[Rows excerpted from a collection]

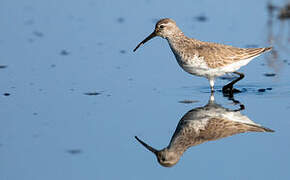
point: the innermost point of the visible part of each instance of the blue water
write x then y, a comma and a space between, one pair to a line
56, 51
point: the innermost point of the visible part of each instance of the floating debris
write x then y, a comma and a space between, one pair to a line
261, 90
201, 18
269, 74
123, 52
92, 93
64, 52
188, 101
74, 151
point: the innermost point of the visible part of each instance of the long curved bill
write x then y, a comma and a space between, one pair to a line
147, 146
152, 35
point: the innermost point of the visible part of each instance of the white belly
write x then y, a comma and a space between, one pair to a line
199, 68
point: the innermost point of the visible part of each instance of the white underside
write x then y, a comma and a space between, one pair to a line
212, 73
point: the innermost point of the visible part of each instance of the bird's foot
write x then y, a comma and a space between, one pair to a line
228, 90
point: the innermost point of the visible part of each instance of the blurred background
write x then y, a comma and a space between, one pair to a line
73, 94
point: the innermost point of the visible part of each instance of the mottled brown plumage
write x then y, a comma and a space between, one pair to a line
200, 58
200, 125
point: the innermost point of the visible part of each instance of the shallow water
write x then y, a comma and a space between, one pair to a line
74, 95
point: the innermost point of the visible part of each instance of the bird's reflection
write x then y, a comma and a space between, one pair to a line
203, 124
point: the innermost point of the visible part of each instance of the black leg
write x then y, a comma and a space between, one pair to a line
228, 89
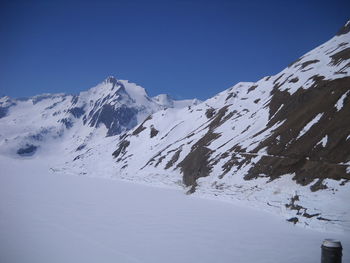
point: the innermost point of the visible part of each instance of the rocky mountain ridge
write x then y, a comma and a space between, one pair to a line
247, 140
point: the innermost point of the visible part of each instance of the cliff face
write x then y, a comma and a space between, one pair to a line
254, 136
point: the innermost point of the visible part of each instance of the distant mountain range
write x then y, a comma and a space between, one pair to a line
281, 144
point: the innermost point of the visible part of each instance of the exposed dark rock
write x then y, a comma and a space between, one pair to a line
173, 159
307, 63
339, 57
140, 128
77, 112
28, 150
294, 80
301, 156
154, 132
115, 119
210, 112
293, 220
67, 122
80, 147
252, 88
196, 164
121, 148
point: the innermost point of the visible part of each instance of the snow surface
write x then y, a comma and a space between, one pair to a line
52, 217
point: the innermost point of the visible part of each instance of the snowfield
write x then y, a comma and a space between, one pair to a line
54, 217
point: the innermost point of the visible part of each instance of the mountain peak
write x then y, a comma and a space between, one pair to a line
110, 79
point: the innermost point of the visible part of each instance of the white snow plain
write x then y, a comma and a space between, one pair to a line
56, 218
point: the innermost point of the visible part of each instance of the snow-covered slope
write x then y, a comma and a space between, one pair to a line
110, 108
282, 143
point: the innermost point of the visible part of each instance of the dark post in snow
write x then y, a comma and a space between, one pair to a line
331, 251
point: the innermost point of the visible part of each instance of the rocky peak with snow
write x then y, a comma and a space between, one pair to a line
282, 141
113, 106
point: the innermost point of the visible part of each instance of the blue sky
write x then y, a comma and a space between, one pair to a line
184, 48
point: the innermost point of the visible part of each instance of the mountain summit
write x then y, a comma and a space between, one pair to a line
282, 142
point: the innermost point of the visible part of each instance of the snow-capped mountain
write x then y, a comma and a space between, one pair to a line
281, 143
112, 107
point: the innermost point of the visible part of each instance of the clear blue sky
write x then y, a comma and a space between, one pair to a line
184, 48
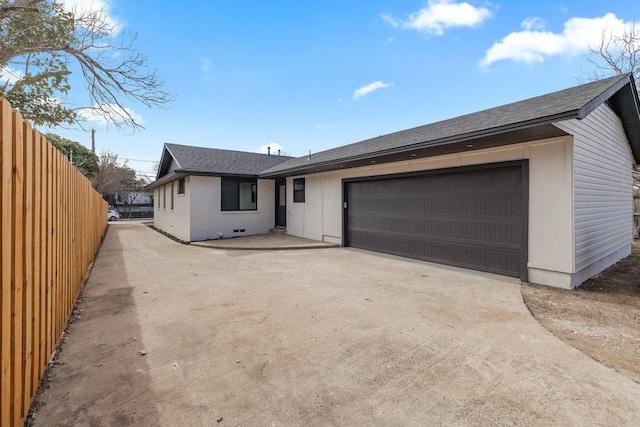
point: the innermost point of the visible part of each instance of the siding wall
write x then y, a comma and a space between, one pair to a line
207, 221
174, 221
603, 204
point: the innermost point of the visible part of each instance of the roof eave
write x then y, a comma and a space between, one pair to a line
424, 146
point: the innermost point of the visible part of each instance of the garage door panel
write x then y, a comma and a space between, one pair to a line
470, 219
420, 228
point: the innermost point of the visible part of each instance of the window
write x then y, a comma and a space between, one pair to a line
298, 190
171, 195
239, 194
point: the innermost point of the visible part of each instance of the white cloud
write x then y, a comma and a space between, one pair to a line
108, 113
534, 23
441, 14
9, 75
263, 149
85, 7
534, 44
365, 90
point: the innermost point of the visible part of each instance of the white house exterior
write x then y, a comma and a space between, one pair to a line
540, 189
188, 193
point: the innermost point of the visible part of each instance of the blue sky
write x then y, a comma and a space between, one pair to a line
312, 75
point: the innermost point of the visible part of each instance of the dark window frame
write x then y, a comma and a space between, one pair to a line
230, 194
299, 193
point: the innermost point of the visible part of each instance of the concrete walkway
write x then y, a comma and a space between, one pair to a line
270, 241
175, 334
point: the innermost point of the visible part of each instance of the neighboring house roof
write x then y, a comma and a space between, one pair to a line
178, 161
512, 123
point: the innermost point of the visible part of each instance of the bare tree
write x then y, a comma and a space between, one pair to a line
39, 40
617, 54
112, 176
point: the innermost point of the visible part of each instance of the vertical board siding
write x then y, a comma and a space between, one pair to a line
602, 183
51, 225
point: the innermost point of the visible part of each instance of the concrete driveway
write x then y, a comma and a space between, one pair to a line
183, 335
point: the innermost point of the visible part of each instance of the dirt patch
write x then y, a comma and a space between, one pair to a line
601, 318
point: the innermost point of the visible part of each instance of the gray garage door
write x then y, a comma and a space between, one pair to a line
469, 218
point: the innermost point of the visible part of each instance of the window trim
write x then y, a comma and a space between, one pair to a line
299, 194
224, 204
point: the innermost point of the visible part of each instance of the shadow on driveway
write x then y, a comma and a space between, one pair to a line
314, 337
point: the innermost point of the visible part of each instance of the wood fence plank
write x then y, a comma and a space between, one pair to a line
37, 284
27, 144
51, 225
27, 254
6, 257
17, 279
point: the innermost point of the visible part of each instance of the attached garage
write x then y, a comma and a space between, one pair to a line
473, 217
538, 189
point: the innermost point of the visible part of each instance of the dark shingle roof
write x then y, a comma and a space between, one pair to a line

- **Given problem**
Update all of the rows above by replacing "innermost" with "central" and leaving everything else unchanged. Leave the pictures out of your answer.

- **The output**
point: the central point of the visible part of each instance of the blue water
write x then y, a comma and a space between, one pair to a line
56, 51
point: the central point of the visible part of each instance of the floating debris
write x then y, a comma and a space between, one pair to a line
261, 90
201, 18
269, 74
123, 52
92, 93
64, 52
188, 101
74, 151
point: the central point of the visible part of each instance of the long curved bill
write x then y, a comma and a space between, one pair to a line
147, 146
152, 35
point: the central point of the visible part of each instance of the white belly
write x then y, a comma and a space between, one pair to a line
199, 68
point: the central point of the visible part of each instance of the white underside
write x then y, a comma and a space between, one pair to a line
212, 73
point: the central point of the visible part of each instance of the bird's foot
write x then y, a comma and a space between, one pair to a line
228, 90
point: the central point of the visible part of each instance of the blurred background
write x then y, a comma and a space between, one pair to a line
73, 94
point: the central point of the visible part of each instance of the mottled brown plumage
write x then y, a comma and a space between, one pair to a line
200, 58
200, 125
point: the central point of the visible part of each instance of the shallow water
write x then y, a comma and a space between, one pair to a line
74, 95
point: the central point of the visible part of each instance of the bird's reflection
write x then y, a comma and a space between, one pair to a line
203, 124
point: the central point of the visible part of each instance of the black leg
write x then y, a comma and a space between, one pair to a line
228, 89
point: the central point of the visible part of each instance of the rocky mountain ridge
write x then y, a comma and a space between, one pair to a line
247, 140
point: the central point of the visible part of each instance of the cliff face
write x then y, a comma and a space between, one pair to a line
254, 136
point: the central point of the visible part of each instance of the distant mountain range
write x then y, a comma and a space between, one pair to a line
281, 144
point: the central point of the visible part of each instance of the exposed dark rock
write x then y, a comma and a space between, one pair to a line
173, 159
307, 63
339, 57
140, 128
77, 112
28, 150
294, 80
301, 156
154, 132
115, 119
210, 112
293, 220
67, 122
80, 147
252, 88
196, 164
121, 148
point: the central point of the visible part of each instance of the snow surface
write x then y, a comma and a space between, one pair to a line
52, 217
point: the central point of the visible part of each instance of the snowfield
write x then y, a comma and a space between, one pair to a line
54, 217
point: the central point of the visible part of each instance of the mountain peak
write x then y, a comma and a space between, one pair to a line
110, 79
point: the central point of the visible part of each instance of the white snow plain
write x then y, a comma and a space between, one pair to a line
56, 218
point: the central point of the visible part of each instance of the snow-covered slope
write x then y, a comma and a space between, one pair to a line
110, 108
282, 143
point: the central point of the visible part of each instance of the dark post in snow
write x then y, a comma and a space between, one pair to a line
331, 251
point: the central point of the visible part of each instance of the rocky peak with snow
write x then y, a comma and a space between, one pair to a line
282, 141
113, 106
point: the central point of the visible part of each instance of the blue sky
write x then y, a comma and a space between, one pair to a line
184, 48
point: the central point of the visible part of each instance of the mountain summit
write x then y, a comma and a space between, one pair to a line
282, 142
point: the central point of the visible part of each instance of the snow-capped mountain
write x then y, a comma and a space between, one pair to a line
281, 143
112, 107
point: the central point of the visible part of each instance of the clear blue sky
write x then y, a comma and a space between, one pair to a line
184, 48
point: the central point of the visible part of each instance of the siding wall
write x then y, a comma and a space between, one pair to a line
207, 221
174, 221
603, 204
point: the central point of the visible part of each instance of the roof eave
write x then y, a comma and a space between, one pair to a line
424, 146
point: the central point of the visible part of each instance of the garage door panel
write x then y, a comma and a space between, one pair to a line
470, 219
420, 228
point: the central point of the visible part of each instance of the window
write x then y, a comma and a space between, one pair to a line
298, 190
171, 195
239, 194
point: the central point of the visible part of each instance of the white cloud
write x then y, a comma and a space between, one pair to a line
108, 113
534, 23
441, 14
9, 75
263, 149
85, 7
534, 44
365, 90
point: the central point of the visible part of each instance of the white house exterior
write x then y, a comma and a space between, one pair to a line
540, 189
188, 193
point: the central point of the visible part of each instance of the blue sky
write x then y, a comma and a space between, one pair to a line
312, 75
point: the central point of the visible part of each instance of the dark window frame
write x then y, a comma and a space between, one pair to a line
230, 194
299, 193
point: the central point of the visible part of each instance of the concrete walkway
write x then y, a comma and a space between, one pair to a line
270, 241
175, 334
point: the central point of the visible part of each instance of the neighboring house roof
write x then y, a comma and a space between, one pair to a line
178, 161
512, 123
point: the central point of the visible part of each instance of the bare tree
write x then y, a comma and a space between, one pair to a line
39, 40
617, 54
112, 176
point: the central point of the visible part of each instance of the vertical board siding
write x then y, a comma and a space between, one pair to a line
602, 183
51, 225
point: the central point of the visible part of each instance of the concrete driveway
write x then y, a comma and a space between, one pair to a line
183, 335
point: the central point of the visible part of each instance of the dirt patch
write x then y, a comma and a space between, one pair to a line
601, 318
point: the central point of the visible part of each instance of the gray garage door
write x then y, a comma and a space between, one pair to a line
469, 218
point: the central point of the visible part of each instance of the window trim
write x then y, a comma and a space between, one pair to a line
299, 194
224, 204
point: the central point of the visible part of each instance of the shadow on driveway
write x then y, a comma and a space between, one pair to a line
314, 337
point: the central point of the visible part of each instance of the wood fence plank
write x then y, a comma and a space between, one pair to a line
37, 284
27, 144
51, 225
27, 254
6, 257
17, 279
point: the central point of the visible part of each instance of the attached garage
write x then y, a comma and a space between, one pair to a line
473, 217
538, 189
point: the central point of the visible part of each instance of the dark shingle roof
write x then y, a comma and a space between, one pair to a line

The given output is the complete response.